- **Text segment**:
--- begin ---

# i will move to dubai and need information???



## amo3ing (Jul 22, 2008)

hi everyone, iam American lady, and i will move soon to dubai with my kids, and i need to know few things about life there, first about schools there, specially american schools, are they many there and are they expensive?and when the school year will start there?
and about jobs there, i need to find a job , but i have only high school, but i worked in many things, and i can teach english and spanish as well, and i can work in sales and marketing, so are these fields required in dubai?
and about Accommodation, for how much i can get a good furnished apartment, one or two rooms, and i wish if you can tell me where the places that i can find cheap apartments?
and i recently converted to islam, so i need to go to any mosque there and say shahada, and register there as muslim, how i can do that and where?
i already said shahada but not in public, so i have been told that i have to do it at a mosque, right?
and is there any americans community i can join, so they can help me in my first days there until i know everywhere?
thank you for your help and i wish to have replies very soon.[/B][/B][/B][/B][/SIZE]


----------



## qwert97 (Jun 2, 2008)

amo3ing said:


> hi everyone, iam American lady, and i will move soon to dubai with my kids, and i need to know few things about life there, first about schools there, specially american schools, are they many there and are they expensive?and when the school year will start there?
> and about jobs there, i need to find a job , but i have only high school, but i worked in many things, and i can teach english and spanish as well, and i can work in sales and marketing, so are these fields required in dubai?
> and about Accommodation, for how much i can get a good furnished apartment, one or two rooms, and i wish if you can tell me where the places that i can find cheap apartments?
> and i recently converted to islam, so i need to go to any mosque there and say shahada, and register there as muslim, how i can do that and where?
> ...


I am your northern neighbor (Canada) and is planning to move to Dubai at the end August/ early sept. I will try and answer a few of the questions. I am sure others can fill in the gaps. 
1. There are Ameican schools in Dubai and are relatively expensive. You are probably looking at approx 50K Aed per annum per child or USD $13.50K per child.
2. The school year starts in September like US.
3. The two bed room will average between 140K-160K per annum or Approx
USD 38K per annum.
4. There are plenty of mosques in Dubai.
5. You did not mention your marital status. If you are single it may be a little difficult to sponsor the kids.


----------



## amo3ing (Jul 22, 2008)

Thank you for your reply, iam single now but i will get married to an egyptian guy, he will catch me soon in dubai.
but i was worry about the jobs there, coz as i noticed the life there is very expensive, and i need money for schools and apartment, but i heard that some companies there provide Accommodation to their employees, is that true? and what can i do to get a job there easily? i have a great experience, iam working since i was 15 and now iam 30 , and what are the most wanted jobs there?
thank you


----------



## qwert97 (Jun 2, 2008)

amo3ing said:


> Thank you for your reply, iam single now but i will get married to an egyptian guy, he will catch me soon in dubai.
> but i was worry about the jobs there, coz as i noticed the life there is very expensive, and i need money for schools and apartment, but i heard that some companies there provide Accommodation to their employees, is that true? and what can i do to get a job there easily? i have a great experience, iam working since i was 15 and now iam 30 , and what are the most wanted jobs there?
> thank you


This is how you will get legal status:
I assume you have US passport. If you do not have it already, your kids will need passport as well. You can then enter UAE on a 60 day visa that is given on arrival.

The first thing you will do is to get married in Dubai and your spouse will be able to sponsor you and the kids.

Many Companies do provide the Accomodation or accomodation allowance and allowances for Car. 

Schooling and Accomodation are the most expensive things. All other things are relatively cheaper than US. There is no state taxes on either income or goods so thats a benefit.

Before you leave US you need to get the highest education autheticated. You will need it certified at the State level, then foreign affairs in Washington and then by the UAE embassy in the US. I know about this since I have a CPA from the US.

Lastly invest in a book called 'Dubai explorer' that you can get from Amazon.com. That will tell you everything about Dubai


----------

--- end ---

- **Material supplied**:
--- begin ---

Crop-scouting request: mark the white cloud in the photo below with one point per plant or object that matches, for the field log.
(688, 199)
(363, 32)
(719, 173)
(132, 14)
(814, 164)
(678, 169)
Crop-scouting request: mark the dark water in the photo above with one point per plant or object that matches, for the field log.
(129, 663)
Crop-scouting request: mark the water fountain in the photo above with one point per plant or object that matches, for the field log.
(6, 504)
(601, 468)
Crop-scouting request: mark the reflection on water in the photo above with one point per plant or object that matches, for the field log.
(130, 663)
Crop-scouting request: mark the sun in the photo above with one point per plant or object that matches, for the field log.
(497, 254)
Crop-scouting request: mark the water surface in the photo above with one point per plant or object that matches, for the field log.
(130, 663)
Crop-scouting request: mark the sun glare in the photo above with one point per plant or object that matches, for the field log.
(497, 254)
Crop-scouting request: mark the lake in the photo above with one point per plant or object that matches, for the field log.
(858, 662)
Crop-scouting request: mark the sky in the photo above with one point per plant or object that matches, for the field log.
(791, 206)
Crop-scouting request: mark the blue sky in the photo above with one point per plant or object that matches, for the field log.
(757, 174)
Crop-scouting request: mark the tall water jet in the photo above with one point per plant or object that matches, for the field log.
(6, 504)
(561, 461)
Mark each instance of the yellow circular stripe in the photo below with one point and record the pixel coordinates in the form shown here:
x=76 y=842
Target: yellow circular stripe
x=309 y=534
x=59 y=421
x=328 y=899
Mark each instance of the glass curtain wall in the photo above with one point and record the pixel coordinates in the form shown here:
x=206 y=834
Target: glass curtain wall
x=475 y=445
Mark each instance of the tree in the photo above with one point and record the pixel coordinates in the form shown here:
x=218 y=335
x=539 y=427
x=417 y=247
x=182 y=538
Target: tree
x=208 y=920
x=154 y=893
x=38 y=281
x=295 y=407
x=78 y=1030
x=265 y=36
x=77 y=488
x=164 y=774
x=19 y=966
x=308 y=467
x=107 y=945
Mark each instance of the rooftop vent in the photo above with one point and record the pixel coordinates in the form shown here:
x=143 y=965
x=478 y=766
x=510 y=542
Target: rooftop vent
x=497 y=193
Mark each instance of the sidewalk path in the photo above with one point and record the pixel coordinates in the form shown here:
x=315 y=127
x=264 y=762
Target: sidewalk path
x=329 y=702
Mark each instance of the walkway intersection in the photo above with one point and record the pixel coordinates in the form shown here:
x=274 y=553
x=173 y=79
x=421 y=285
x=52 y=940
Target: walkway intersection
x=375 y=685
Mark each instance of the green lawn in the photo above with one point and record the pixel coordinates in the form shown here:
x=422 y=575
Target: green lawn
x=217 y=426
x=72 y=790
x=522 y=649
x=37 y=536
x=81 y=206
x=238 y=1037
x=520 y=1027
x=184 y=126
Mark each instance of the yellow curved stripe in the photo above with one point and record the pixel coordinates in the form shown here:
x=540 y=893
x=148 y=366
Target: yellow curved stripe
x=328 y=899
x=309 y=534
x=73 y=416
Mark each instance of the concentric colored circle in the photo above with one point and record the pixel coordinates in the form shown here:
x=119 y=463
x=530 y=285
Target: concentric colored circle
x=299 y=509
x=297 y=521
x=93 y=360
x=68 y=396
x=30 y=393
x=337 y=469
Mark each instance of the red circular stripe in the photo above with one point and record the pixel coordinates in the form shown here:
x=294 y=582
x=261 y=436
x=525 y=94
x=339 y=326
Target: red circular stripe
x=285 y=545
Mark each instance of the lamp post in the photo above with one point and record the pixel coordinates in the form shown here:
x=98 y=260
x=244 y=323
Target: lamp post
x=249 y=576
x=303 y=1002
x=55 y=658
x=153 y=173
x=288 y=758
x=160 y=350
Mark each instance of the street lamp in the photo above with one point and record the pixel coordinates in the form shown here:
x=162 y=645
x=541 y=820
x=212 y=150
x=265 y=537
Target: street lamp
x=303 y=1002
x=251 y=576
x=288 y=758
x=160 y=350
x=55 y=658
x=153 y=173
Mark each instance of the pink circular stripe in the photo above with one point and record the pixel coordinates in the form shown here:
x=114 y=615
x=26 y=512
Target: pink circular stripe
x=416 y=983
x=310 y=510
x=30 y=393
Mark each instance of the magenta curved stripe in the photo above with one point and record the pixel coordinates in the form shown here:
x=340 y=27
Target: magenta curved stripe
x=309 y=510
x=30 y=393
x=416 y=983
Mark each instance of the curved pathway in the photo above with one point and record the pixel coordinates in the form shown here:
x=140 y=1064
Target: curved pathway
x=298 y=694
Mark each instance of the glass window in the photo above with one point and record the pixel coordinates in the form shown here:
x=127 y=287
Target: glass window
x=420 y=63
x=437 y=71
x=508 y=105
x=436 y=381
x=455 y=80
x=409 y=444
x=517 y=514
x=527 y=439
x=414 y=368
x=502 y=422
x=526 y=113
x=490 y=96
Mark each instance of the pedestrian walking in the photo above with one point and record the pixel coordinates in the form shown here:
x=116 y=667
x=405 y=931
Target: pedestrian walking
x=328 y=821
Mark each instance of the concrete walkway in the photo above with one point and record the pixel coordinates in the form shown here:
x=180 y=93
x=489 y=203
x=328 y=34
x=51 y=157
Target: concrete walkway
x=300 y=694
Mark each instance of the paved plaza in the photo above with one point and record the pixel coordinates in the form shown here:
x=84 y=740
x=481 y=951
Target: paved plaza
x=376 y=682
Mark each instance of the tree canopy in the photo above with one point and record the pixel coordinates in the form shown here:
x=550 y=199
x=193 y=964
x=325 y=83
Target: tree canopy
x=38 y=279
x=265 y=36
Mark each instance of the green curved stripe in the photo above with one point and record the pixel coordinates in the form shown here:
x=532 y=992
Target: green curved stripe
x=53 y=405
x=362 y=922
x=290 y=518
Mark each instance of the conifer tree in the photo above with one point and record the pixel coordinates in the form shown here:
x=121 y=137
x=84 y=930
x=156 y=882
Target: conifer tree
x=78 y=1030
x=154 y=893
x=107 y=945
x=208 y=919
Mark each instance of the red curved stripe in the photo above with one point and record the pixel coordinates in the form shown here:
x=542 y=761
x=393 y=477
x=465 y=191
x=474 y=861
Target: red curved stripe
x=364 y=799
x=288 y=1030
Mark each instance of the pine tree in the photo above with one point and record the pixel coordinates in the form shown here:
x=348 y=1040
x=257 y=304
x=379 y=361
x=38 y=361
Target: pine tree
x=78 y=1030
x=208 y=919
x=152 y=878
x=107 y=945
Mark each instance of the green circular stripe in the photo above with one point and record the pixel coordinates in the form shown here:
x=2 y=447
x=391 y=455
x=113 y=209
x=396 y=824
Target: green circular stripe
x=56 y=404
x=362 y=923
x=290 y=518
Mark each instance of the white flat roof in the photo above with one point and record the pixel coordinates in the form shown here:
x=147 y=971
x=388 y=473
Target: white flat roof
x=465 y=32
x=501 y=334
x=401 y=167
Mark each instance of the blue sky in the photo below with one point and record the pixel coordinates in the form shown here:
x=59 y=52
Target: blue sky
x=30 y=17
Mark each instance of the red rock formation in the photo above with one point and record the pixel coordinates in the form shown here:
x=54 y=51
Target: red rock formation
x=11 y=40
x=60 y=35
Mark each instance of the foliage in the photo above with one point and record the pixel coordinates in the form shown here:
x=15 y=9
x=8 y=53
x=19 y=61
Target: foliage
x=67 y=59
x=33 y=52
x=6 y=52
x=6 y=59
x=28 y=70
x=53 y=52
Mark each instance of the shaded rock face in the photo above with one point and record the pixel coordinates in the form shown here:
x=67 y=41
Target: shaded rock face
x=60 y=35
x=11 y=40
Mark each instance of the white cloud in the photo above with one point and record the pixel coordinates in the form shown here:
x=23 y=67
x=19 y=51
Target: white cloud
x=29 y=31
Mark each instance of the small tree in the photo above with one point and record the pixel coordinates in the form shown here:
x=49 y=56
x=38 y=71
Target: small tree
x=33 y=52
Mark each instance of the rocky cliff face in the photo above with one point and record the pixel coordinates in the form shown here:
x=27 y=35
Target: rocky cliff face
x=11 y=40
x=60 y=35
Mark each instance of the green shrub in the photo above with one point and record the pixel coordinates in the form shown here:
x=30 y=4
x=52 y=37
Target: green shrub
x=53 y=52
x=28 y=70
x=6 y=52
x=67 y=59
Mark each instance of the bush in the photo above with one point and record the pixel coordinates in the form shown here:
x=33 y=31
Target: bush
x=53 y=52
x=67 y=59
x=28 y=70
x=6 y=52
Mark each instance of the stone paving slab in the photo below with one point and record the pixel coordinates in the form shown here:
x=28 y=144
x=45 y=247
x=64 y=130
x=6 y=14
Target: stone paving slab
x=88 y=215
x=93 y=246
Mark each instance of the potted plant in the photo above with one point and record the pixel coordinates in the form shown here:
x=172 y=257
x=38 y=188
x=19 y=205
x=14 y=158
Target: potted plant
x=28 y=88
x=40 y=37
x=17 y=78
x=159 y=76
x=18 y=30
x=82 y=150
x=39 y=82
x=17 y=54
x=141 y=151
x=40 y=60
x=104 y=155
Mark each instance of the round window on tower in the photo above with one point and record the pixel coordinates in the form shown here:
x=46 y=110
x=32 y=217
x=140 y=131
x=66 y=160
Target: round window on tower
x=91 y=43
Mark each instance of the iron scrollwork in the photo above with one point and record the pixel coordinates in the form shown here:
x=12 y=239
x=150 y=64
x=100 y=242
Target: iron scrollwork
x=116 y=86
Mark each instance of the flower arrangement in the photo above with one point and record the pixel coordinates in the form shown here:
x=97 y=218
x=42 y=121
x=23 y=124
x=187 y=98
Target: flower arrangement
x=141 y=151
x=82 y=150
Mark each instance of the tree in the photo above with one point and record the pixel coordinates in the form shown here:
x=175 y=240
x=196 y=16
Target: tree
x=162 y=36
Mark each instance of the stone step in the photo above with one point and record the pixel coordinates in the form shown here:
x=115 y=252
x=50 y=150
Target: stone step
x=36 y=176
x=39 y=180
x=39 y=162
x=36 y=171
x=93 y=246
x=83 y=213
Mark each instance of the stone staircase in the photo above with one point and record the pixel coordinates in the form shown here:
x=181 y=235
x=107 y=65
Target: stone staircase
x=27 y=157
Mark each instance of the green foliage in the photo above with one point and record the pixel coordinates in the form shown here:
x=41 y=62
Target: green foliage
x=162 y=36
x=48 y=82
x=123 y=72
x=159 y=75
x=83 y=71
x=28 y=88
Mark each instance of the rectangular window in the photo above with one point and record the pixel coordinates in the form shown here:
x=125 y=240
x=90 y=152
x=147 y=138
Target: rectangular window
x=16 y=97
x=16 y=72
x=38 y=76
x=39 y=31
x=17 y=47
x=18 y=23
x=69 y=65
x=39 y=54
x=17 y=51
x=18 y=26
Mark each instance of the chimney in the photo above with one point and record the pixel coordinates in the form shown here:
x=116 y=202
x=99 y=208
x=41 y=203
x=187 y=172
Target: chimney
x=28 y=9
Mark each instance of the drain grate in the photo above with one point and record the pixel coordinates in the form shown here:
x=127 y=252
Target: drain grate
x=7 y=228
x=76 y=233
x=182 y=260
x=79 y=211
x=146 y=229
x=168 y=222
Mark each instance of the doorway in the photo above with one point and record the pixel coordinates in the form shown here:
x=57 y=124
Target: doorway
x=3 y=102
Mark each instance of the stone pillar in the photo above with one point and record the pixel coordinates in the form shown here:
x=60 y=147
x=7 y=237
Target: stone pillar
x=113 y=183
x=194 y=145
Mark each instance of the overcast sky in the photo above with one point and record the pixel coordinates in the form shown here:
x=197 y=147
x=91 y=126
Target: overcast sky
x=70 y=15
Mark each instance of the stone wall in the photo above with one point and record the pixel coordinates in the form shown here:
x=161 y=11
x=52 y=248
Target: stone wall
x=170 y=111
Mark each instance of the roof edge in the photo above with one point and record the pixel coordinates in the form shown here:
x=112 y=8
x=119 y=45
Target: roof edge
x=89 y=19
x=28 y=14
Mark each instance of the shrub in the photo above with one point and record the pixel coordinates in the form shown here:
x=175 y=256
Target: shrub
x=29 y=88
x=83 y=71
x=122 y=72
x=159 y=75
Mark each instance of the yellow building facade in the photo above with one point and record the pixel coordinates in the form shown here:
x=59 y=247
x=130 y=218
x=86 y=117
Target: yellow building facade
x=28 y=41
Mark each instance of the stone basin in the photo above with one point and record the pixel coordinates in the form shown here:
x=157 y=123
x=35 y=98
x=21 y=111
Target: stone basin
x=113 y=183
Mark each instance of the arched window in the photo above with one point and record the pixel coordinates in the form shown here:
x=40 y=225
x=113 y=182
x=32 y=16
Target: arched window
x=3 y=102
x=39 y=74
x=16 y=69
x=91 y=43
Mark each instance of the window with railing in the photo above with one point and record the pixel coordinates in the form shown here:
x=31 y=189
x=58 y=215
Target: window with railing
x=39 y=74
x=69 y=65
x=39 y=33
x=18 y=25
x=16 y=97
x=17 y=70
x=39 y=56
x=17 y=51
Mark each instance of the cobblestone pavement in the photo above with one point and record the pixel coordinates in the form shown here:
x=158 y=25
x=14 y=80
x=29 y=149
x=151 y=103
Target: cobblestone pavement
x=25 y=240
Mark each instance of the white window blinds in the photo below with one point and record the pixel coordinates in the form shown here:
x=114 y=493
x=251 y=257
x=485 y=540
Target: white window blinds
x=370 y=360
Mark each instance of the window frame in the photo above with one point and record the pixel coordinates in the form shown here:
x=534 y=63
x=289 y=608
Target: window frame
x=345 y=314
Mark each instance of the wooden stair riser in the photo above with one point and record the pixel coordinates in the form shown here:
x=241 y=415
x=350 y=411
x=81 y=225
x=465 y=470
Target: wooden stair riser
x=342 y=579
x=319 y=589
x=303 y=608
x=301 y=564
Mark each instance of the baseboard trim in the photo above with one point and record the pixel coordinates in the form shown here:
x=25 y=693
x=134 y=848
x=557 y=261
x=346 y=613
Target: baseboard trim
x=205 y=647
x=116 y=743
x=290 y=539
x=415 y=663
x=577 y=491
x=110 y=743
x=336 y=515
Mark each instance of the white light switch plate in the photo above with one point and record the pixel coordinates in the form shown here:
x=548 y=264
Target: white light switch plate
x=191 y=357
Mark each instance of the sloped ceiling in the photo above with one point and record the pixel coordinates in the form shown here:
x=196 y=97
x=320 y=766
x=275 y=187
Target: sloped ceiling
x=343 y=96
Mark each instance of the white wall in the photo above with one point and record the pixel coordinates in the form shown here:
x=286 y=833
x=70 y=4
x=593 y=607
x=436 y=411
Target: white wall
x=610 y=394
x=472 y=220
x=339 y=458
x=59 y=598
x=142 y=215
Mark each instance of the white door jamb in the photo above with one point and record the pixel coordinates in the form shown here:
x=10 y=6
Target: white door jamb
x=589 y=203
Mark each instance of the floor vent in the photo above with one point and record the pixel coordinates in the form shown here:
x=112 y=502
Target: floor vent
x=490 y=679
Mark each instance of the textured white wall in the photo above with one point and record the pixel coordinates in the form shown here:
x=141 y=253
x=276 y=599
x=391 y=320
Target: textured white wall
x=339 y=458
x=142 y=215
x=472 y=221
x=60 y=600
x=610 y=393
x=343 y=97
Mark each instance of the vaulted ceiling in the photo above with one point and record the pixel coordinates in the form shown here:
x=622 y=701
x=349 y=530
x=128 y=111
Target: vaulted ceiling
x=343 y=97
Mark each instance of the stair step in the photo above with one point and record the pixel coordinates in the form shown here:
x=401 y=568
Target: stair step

--- end ---

- **Set problem**:
In the thread about moving to Dubai, how long is the visa that a US passport holder is given on arrival in the UAE?

- **Reply**:
60 days.